Year 4 Focus: Place/Commission: Where might this lead? What is my trajectory?
During the senior year, students will continue to explore and refine how they will use their gifts and talents to better the world. This happens through continued college-specific integration and initiatives that begin in Year 3. As a student nears graduation, they will be prepared to leave Lipscomb confidently equipped and committed for the sake of the world.
Along with year-specific programming, students will create a series of reflections through specific assignments that will be collected in an electronic portfolio that they will receive when they graduate.
There will also be opportunities for faculty and staff to be involved with the center through student engagement and personal and professional development activities as well as opportunities to participate in a personal discovery process.
I believe every student, on some level, has a longing to know themselves deeply and to live into a bigger story with an authentic sense of purpose. — Rob Touchstone, Director, Center for Vocational discovery
Committed Leadership Team
"What excites me most about this project is the possibility of pulling all of the amazing Kingdom-focused activities on this campus into a collaborative effort resulting in a coherent, cohesive and compelling vision of God's desire for all to flourish,” said Dr. Earl Lavender, director of missional studies in Lipscomb’s College of Bible & Ministry. “I believe this center will prepare students academically but more importantly to be the best version of themselves for the sake of the world."

+++++

◆ **WHAT THE TASK ASKS**
Resume the passage on Lipscomb's Center for Vocational Discovery, starting right after its last sentence.

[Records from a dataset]
+++++

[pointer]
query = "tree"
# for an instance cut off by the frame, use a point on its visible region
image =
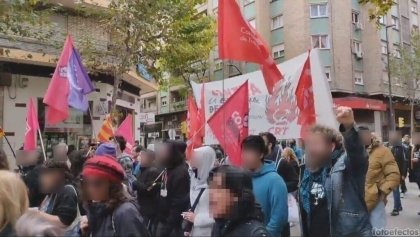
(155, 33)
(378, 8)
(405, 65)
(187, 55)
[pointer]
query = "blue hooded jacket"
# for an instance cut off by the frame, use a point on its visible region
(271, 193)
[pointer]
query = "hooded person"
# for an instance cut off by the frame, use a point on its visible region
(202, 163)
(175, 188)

+++++

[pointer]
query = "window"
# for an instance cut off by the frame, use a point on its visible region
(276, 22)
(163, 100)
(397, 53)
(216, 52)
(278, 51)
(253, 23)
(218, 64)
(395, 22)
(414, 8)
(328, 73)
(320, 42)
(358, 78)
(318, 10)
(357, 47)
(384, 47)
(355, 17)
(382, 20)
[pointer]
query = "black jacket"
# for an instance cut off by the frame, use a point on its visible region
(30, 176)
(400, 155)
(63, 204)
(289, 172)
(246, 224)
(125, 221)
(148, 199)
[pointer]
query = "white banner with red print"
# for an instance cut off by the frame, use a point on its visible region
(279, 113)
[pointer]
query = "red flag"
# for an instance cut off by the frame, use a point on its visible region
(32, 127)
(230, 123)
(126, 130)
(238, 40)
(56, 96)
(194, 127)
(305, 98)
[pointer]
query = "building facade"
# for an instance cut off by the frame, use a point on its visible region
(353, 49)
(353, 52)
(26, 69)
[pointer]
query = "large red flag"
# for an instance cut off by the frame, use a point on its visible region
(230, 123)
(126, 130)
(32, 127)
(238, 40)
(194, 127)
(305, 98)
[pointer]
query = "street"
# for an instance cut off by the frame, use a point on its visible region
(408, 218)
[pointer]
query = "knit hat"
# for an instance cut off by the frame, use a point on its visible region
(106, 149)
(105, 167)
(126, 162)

+++++

◆ **EXERCISE ANSWER**
Lavender along with Dr. Hope Nordstrom, special counsel to the president for strategy at Lipscomb, will serve as co-leaders for strategy and development of the center. Rob Touchstone is full-time director of the center and is founder of the Lipscomb College of Business Business As Mission program, and Brent Roe-Hall will serve as an assistant director in addition to his duties as an assistant dean of vocation & spiritual formation in the Office of Student Life.
“I believe every student, on some level, has a longing to know themselves deeply and to live into a bigger story with an authentic sense of purpose. Many students also desire to explore the intersection of their faith and their work and how their careers can matter beyond earning a paycheck,” said Touchstone. “We are excited to begin walking alongside students into the very heart of these kinds of discoveries and so much more.”
“The CVD is one exciting way we can realize our university's mission—to ‘prepare learners for purposeful lives,’” Roe-Hall added. “But we anticipate the work facilitated through the CVD will help all members of the Herd to be both confidently equipped and actively committed to joining God's work in the world God loves.”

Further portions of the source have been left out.